Start of PASSAGE SHOWN

Saturday, June 23, 2007

Our Radiant Future



The Radiant Future is the title of a book written by Alexander Zinoview, the author of The Yawning Heights, both highly recommended.

There are at least three New Age monthly magazines one can pick up gratis at cafes and bookstores around here. There is something called the Psychic Institute, dozens of yoga studios, tarot card readers on the Avenue, a bookstore devoted to just fantasy fiction, all this and no Gypsy caravans in this town!

The monthly free computer magazine stopped publishing at the beginning of the year, but we now have two monthly newspapers devoted to dogs. Astrology, tarot, yoga, dogs, you think I'll be talking about the glorious past now? No, we're talking about our pagan future, boy!

Last weekend, I picked up one of those New Age magazines, which, like the other two, is getting thicker and slicker, advertising revenues from all those gurus, quacks and aura readers must be up. I stepped inside the pub, ordered a pint of ale, and tried to read some of it without laughing.

And then I opened the page to an article about and an interview with one Dr. Masaru Emoto. Dr. Emoto is a Japanese scientist who has a certification from Open International University as a Doctor of Alternative Medicine. His published works include The Miracle of Water, The True Power of Water and The Hidden Messages in Water. The article tells us that Dr Emoto "stepped outside of the boundaries of traditional science to study water samples from around the planet as a human being and an original thinker." Hmmm.

Dr. Emoto claims that exposing water to music changes the structure of water crystals (i.e. ice) in a bottle. More, exposing water to written words, does the same. The words are written in Japanese on a sheet of paper which is placed near those water crystals (i.e. ice) which are examined through a microscope before and after.

Here are three quotes from Dr. Emoto:

I believe this world was created and designed by God's intention. He created water as a means to convey the information rapidly. So in this sense, the water is a messenger of God. Creator etched two basic Yin and Yang energies into water–Love and Gratitude/ Thanks. He made the ratio 1 to 2 (1 part Love and 2 parts Gratitude/Thanks) so that free energy could be provided when people really understood the meaning of H2O. I know a scientist who is doing research on the power of love and gratitude. I believe there will be more scientists to follow him.
If you are happy, the water in front of you is happy and if you are unhappy, the water in front of you would also be unhappy. Therefore, water and human are connected to each other. The consciousness of every one of us can be transmitted to water. This consciousness creates a morphogenetic field and, as a result, influences the climate and energy of the earth.

End of PASSAGE SHOWN
Start of THE DATA

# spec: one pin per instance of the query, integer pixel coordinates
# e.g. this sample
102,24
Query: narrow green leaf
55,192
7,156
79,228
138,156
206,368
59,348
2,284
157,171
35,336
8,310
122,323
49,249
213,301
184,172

End of THE DATA

(PROBLEM TO SOLVE)
Write the next part of the blog post about New Age magazines and Dr. Emoto's claims on water, picking up after its last sentence rather than from the data.

(RESPONSE AREA)
I believe in the saying: "In the beginning was the word" from the Bible. That is why the water crystals are changed by words. I am now doing research about this and I am getting the answers. The results should be published in my new book that will be coming out in three months.

Is this like, far out, man? Wouldn't you like to smoke what this man is smoking?



In the meantime, previous Saturday's Wall Street Journal printed an article about and an interview with Václav Havel. Here are some quotes:

Mr. Havel saw "living in truth" as the act of refusing to participate in the everyday lies that were the cornerstones of totalitarian rule: sham elections, hypocritical expressions of solidarity for the oppressed, patently fraudulent statistics on the economic progress of the socialist bloc, and so on.

In the essay's most memorable passage, Mr. Havel ruminated on the phenomenon of the greengrocer who places Marx's slogan calling on the workers of the world to unite "among the onions and the carrots." Why does he do it? Not out of any serious conviction, Mr. Havel argued, but simply to "get along in life" and "to conceal from himself" -- by means of a high-sounding slogan -- "the low foundations of his obedience."

To some of his critics, the idea of living in truth smacked of moral posturing by a man who, being the childless and bohemian playwright he was, mistook drama for life and failed to appreciate that in the face of dictatorship "getting along in life" was hardly an ignoble or degrading objective. Mr. Havel shrugs the criticism off. "I was never a priest preaching how people should behave, or a moralist bullying others to be this way or that," he says. "I simply thought about the behavior of the majority as well as that of the minority, and tried to analyze it."

"hope is not the same thing as joy that things are going well, or willingness to invest in enterprises that are obviously headed for early success, but, rather, an ability to work for something because it is good. . . . The more unpropitious the situation in which we demonstrate hope, the deeper that hope is."

I ask whether the quality of art in the West hasn't in fact suffered in conditions of almost unfettered liberty. "I wouldn't declare it as a rule," he ventures. "But let's say that semi-democratic conditions are inspirational. And that art plays a more important role because it assumes the place of politics."

"a big danger of our world today is obsession . . . an even bigger danger is indifference."